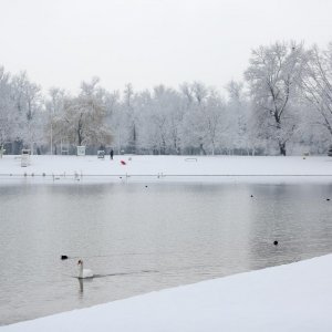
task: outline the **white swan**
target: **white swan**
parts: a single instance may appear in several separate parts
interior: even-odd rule
[[[92,270],[89,270],[89,269],[83,269],[83,260],[80,259],[77,261],[77,266],[79,266],[79,279],[85,279],[85,278],[93,278],[93,272]]]

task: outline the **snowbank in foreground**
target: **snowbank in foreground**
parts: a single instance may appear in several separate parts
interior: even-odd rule
[[[0,328],[1,332],[332,331],[332,255]]]
[[[121,160],[125,162],[122,165]],[[141,180],[264,180],[303,181],[332,179],[329,157],[251,157],[251,156],[115,156],[114,160],[96,156],[31,156],[31,165],[21,167],[19,156],[0,159],[1,178],[34,176],[40,178],[84,181]],[[44,175],[44,176],[43,176]]]

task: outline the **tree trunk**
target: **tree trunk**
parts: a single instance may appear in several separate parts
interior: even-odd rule
[[[282,156],[286,156],[286,143],[284,142],[279,142],[279,149],[280,149],[280,154]]]

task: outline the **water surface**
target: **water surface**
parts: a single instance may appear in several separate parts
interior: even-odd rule
[[[328,197],[331,185],[1,185],[0,324],[330,253]],[[98,278],[79,282],[79,258]]]

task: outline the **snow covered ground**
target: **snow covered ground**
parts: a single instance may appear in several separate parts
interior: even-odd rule
[[[124,160],[126,165],[122,165]],[[0,181],[332,180],[329,157],[17,156]],[[25,174],[25,175],[24,175]],[[44,176],[43,176],[44,174]],[[32,176],[33,175],[33,176]],[[82,175],[82,176],[81,176]],[[3,181],[2,181],[3,183]],[[332,255],[1,326],[0,331],[332,331]]]
[[[1,332],[332,331],[332,255],[0,328]]]
[[[126,165],[123,165],[124,160]],[[19,156],[0,159],[2,178],[43,177],[64,179],[81,175],[84,181],[127,180],[209,180],[209,181],[326,181],[332,180],[329,157],[251,156],[31,156],[31,165],[21,167]],[[44,176],[43,176],[44,175]]]

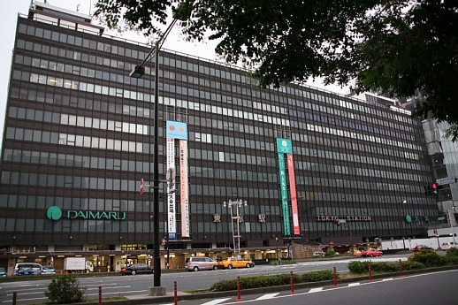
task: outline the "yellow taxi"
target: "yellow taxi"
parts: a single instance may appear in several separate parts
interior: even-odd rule
[[[218,269],[253,268],[255,263],[238,257],[227,257],[217,263]]]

--------------------------------------------------

What needs to be done: Copy all of the data above line for line without changing anything, and omit the pictures.

Answer to this problem:
task: outline the **white swan**
target: **white swan**
parts: a single instance may appear in several separate parts
interior: even-odd rule
[[[92,270],[89,270],[89,269],[83,269],[83,260],[80,259],[77,261],[77,266],[79,266],[79,279],[85,279],[85,278],[93,278],[93,272]]]

task: outline the **snowbank in foreground**
target: **snowbank in foreground**
parts: a single instance may appear in several separate parts
interior: even-odd rule
[[[0,328],[1,332],[332,331],[332,255]]]
[[[121,160],[125,162],[122,165]],[[141,180],[264,180],[303,181],[332,179],[329,157],[251,157],[251,156],[115,156],[114,160],[96,156],[31,156],[31,165],[21,167],[19,156],[0,159],[1,178],[34,176],[40,178],[84,181]],[[44,175],[44,176],[43,176]]]

task: outline the **tree trunk**
target: **tree trunk**
parts: a single instance may appear in several separate parts
interior: even-odd rule
[[[282,156],[286,156],[286,143],[284,142],[279,142],[279,149],[280,149],[280,154]]]

task: outline the **water surface**
target: **water surface**
parts: a single instance may appear in several separate parts
interior: even-odd rule
[[[328,197],[331,185],[1,185],[0,324],[330,253]],[[98,278],[79,282],[79,258]]]

task: outline the **snow covered ground**
target: **snow covered ground**
parts: a single instance may appear in several separate parts
interior: even-odd rule
[[[124,160],[126,165],[122,165]],[[0,181],[332,180],[329,157],[17,156]],[[25,174],[25,175],[24,175]],[[44,176],[43,176],[44,174]],[[32,176],[33,175],[33,176]],[[82,175],[82,176],[81,176]],[[3,181],[2,181],[3,183]],[[332,255],[1,326],[0,331],[332,331]]]
[[[1,332],[332,331],[332,255],[0,328]]]
[[[126,165],[123,165],[124,160]],[[19,156],[0,159],[2,178],[43,177],[64,179],[81,175],[84,181],[127,180],[209,180],[209,181],[326,181],[332,180],[329,157],[251,156],[31,156],[31,165],[21,167]],[[44,176],[43,176],[44,175]]]

task: outline the "yellow taxi"
target: "yellow taxi"
parts: a single instance may appear in several separate parts
interior: even-odd rule
[[[218,269],[253,268],[255,263],[238,257],[227,257],[217,263]]]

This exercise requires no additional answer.